── 提供抜粋

その焦点はフロント3面(フロントガラス・運転席・助手席)へのフィルム施工。長い歴史ゆえに施工単価も廉価に維持された中、複雑化する事業環境はビジネスとしての魅力を毀損する部分も。一方でEV普及を一因に新たな需要も芽生え始めている。
発色系の登場が発端 複雑化する可視光線透過率測定
特に2023年以降、業界内外で「フロント3面フィルム施工」を巡る議論が加熱している。発端の1つが、発色系フィルムとも呼ばれる「反射する光に色を視認できるフィルム」。発色系フィルムの代表的ブランド「ゴースト」シリーズを製造・販売するブレインテックは、専門施工店を中心に“合法的なフィルム施工”を提唱している。
そもそもフロント3面へのフィルム施工は、道路運送車両法の保安基準で「フィルムを貼った状態」で可視光線透過率が70%以上であることが規定されており、これは罰則規定が付された2003年から変更されていない。それにも関わらず今になり議論が巻き起こった背景には、その測定の仕方が確立していなかったことに一因がある。
ブレインテックは、従来から施工専門店や指定工場などの現場で、保安基準とは異なる規格の簡易測定器が使用されている現状を指摘。ゴーストフィルムとともに保安基準の規格に即した測定器「PT-500」も活用することを推奨した。23年1月には、国土交通省からも各地方運輸支局などに向け、指定工場でフィルム装着車を車検する際に「保安基準に即した機器(PT-500など)での計測」や「それが難しい場合の運輸支局などでの持込車検」を示す通達も発出された。
▶施工業者様向けご案内 令和5年1月13日 国土交通省自動車局整備課通達
指定自動車整備事業における着色フィルム等が装着された自動車の指導について
▶可視光線透過率測定器PT-500 詳細ページ
一見クリアになったように見受けられるフィルム装着車の取り扱い。ただ現実には、通達の解釈を巡り様々な情報が横行。ディーラーや整備・修理工場はもとより自動車系メディアやフィルム施工者からも「フロント3面施工が規制強化された」といった論調が出始め、PT-500が高価なこともあり保有しない指定工場では入庫を断る動きも。これに対し、ブレインテックやフィルム施工店らで構成する業界団体は業界内外に向けた情報発信を通じ、現在進行形で「合法的なフロント3面フィルム施工の普及」に取り組んでいる。

────
── 処理対象データ

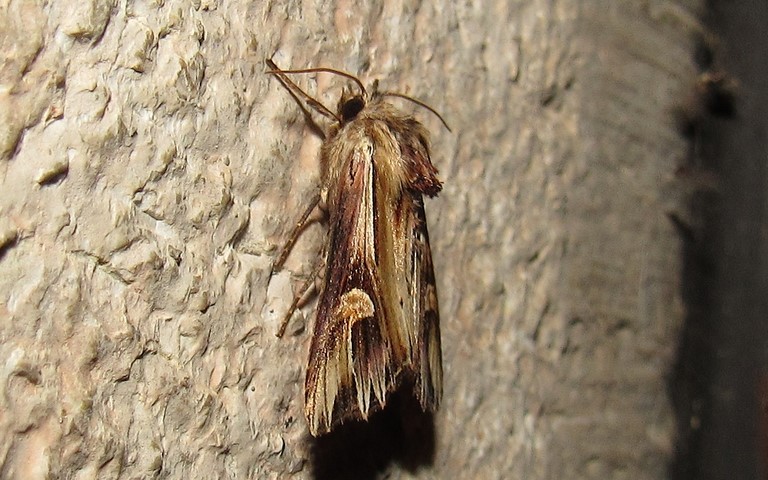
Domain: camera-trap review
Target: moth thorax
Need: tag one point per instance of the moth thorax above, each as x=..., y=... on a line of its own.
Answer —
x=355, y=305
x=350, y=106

────
── 処理対象データ

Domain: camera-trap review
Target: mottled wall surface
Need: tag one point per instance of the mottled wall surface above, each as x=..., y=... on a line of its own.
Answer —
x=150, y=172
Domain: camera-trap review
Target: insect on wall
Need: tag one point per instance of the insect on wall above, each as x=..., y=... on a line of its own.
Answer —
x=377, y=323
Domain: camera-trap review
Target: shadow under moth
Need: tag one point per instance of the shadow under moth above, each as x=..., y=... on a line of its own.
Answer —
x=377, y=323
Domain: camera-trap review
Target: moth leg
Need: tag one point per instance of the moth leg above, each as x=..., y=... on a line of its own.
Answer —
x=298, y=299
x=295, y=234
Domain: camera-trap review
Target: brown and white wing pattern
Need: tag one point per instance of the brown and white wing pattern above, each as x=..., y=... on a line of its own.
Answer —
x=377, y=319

────
── 処理対象データ

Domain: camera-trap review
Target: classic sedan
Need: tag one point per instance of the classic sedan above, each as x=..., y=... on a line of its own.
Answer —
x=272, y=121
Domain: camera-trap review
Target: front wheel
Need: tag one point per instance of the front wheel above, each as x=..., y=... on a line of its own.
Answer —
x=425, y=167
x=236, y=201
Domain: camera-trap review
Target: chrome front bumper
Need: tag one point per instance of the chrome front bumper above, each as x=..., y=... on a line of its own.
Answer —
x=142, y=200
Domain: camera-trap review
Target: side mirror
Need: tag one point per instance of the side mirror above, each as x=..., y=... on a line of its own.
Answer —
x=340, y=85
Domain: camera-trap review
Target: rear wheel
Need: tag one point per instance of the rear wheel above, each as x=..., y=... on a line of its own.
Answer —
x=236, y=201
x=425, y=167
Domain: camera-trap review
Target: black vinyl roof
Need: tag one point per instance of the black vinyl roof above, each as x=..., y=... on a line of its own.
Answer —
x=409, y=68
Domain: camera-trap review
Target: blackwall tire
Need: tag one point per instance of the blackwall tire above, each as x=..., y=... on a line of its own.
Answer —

────

→ **作業指示 A**
フィルム施工に関する文章のうち、「そもそもフロント3面へのフィ」から始まり「工の普及」に取り組んでいる。」で終わる箇所を、一字一句変えずに書き出してください。
→ **作業指示 B**
一覧の中で「shadow」という語を含む行はいくつありますか。数字のみで答えてください。

→ **回答全文 A**
そもそもフロント3面へのフィルム施工は、道路運送車両法の保安基準で「フィルムを貼った状態」で可視光線透過率が70%以上であることが規定されており、これは罰則規定が付された2003年から変更されていない。それにも関わらず今になり議論が巻き起こった背景には、その測定の仕方が確立していなかったことに一因がある。
ブレインテックは、従来から施工専門店や指定工場などの現場で、保安基準とは異なる規格の簡易測定器が使用されている現状を指摘。ゴーストフィルムとともに保安基準の規格に即した測定器「PT-500」も活用することを推奨した。23年1月には、国土交通省からも各地方運輸支局などに向け、指定工場でフィルム装着車を車検する際に「保安基準に即した機器(PT-500など)での計測」や「それが難しい場合の運輸支局などでの持込車検」を示す通達も発出された。
▶施工業者様向けご案内 令和5年1月13日 国土交通省自動車局整備課通達
指定自動車整備事業における着色フィルム等が装着された自動車の指導について
▶可視光線透過率測定器PT-500 詳細ページ
一見クリアになったように見受けられるフィルム装着車の取り扱い。ただ現実には、通達の解釈を巡り様々な情報が横行。ディーラーや整備・修理工場はもとより自動車系メディアやフィルム施工者からも「フロント3面施工が規制強化された」といった論調が出始め、PT-500が高価なこともあり保有しない指定工場では入庫を断る動きも。これに対し、ブレインテックやフィルム施工店らで構成する業界団体は業界内外に向けた情報発信を通じ、現在進行形で「合法的なフロント3面フィルム施工の普及」に取り組んでいる。

→ **回答全文 B**
2